» GESTELLTE AUFGABE
Schreib bitte aus dem folgenden Redeauszug zur Breitbandversorgung den Teil zwischen „Meine Damen und“ und „unserer Verantwortung nach.“, beide eingeschlossen, wortgetreu ab.

═══ DOKUMENTAUSZUG

Meine Damen und Herren, hier sehen wir, dass die ideologischen Parolen – das dürfe eine Kommune nicht machen, das regle der Markt schon – völlig hohl sind. Wo hat es der Markt bei der Breitbandversorgung im ländlichen Raum bislang denn geregelt? Wo sind die Internetzugänge im ländlichen Raum, wenn man bislang nur auf die freien Kräfte des Marktes setzt? Sie sind eben nicht vorhanden. Deshalb: Dort, wo die freien Marktkräfte es nicht regeln, da hat der Staat eine Verantwortung, da haben die Kommunen eine Verantwortung, da hat das Land eine Verantwortung. Wir kommen mit dieser Gesetzesänderung unserer Verantwortung nach.

(Beifall bei dem BÜNDNIS 90/DIE GRÜNEN und bei Abgeordneten der CDU)

══════
═══ ROHE ZEILEN

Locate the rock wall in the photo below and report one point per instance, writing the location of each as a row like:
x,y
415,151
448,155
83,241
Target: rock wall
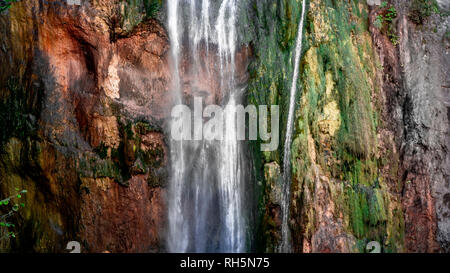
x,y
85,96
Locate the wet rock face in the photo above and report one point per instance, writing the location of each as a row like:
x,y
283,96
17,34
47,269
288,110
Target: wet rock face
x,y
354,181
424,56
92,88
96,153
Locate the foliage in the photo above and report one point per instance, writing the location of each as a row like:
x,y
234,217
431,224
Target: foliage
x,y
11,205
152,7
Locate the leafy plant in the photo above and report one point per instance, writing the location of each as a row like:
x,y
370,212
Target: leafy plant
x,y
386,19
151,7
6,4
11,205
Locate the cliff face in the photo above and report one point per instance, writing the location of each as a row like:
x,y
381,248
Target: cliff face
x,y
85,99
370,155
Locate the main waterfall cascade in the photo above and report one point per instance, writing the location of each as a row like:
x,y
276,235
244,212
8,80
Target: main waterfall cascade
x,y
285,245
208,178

══════
═══ ROHE ZEILEN

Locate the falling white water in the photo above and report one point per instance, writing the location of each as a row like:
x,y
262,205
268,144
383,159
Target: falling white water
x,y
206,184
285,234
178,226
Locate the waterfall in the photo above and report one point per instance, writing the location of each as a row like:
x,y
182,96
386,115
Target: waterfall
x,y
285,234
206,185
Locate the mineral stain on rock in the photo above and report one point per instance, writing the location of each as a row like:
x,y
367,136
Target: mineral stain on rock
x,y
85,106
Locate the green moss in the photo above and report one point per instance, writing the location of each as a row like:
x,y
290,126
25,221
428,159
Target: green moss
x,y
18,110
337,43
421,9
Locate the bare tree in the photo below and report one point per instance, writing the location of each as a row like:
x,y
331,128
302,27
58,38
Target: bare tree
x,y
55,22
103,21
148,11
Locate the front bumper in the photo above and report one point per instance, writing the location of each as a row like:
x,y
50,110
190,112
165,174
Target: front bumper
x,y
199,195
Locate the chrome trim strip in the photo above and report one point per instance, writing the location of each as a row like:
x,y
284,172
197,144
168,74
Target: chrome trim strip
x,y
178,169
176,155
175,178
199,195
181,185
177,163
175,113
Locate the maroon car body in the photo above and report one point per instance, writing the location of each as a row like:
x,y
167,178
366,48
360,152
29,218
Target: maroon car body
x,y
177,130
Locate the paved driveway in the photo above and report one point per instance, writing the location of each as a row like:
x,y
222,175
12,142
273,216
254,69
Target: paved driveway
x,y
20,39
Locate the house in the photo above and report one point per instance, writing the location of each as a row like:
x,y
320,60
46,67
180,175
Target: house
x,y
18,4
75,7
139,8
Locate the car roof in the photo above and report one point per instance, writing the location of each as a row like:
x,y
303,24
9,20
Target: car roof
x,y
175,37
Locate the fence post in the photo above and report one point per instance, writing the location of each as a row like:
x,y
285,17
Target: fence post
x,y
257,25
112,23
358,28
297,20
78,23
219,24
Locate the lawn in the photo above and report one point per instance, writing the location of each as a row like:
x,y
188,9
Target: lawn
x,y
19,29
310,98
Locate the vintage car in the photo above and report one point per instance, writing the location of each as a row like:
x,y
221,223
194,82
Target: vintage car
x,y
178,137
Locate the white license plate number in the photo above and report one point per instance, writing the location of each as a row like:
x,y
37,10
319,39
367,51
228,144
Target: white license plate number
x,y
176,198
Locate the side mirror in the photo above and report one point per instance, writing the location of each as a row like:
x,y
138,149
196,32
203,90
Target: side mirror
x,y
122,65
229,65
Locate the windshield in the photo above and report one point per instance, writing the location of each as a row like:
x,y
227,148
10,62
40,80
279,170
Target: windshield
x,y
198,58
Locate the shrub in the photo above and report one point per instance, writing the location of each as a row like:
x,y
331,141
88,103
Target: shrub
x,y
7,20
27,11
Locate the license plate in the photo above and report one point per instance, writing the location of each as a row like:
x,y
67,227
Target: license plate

══════

» VOLLSTÄNDIGE ANTWORT
Meine Damen und Herren, hier sehen wir, dass die ideologischen Parolen – das dürfe eine Kommune nicht machen, das regle der Markt schon – völlig hohl sind. Wo hat es der Markt bei der Breitbandversorgung im ländlichen Raum bislang denn geregelt? Wo sind die Internetzugänge im ländlichen Raum, wenn man bislang nur auf die freien Kräfte des Marktes setzt? Sie sind eben nicht vorhanden. Deshalb: Dort, wo die freien Marktkräfte es nicht regeln, da hat der Staat eine Verantwortung, da haben die Kommunen eine Verantwortung, da hat das Land eine Verantwortung. Wir kommen mit dieser Gesetzesänderung unserer Verantwortung nach.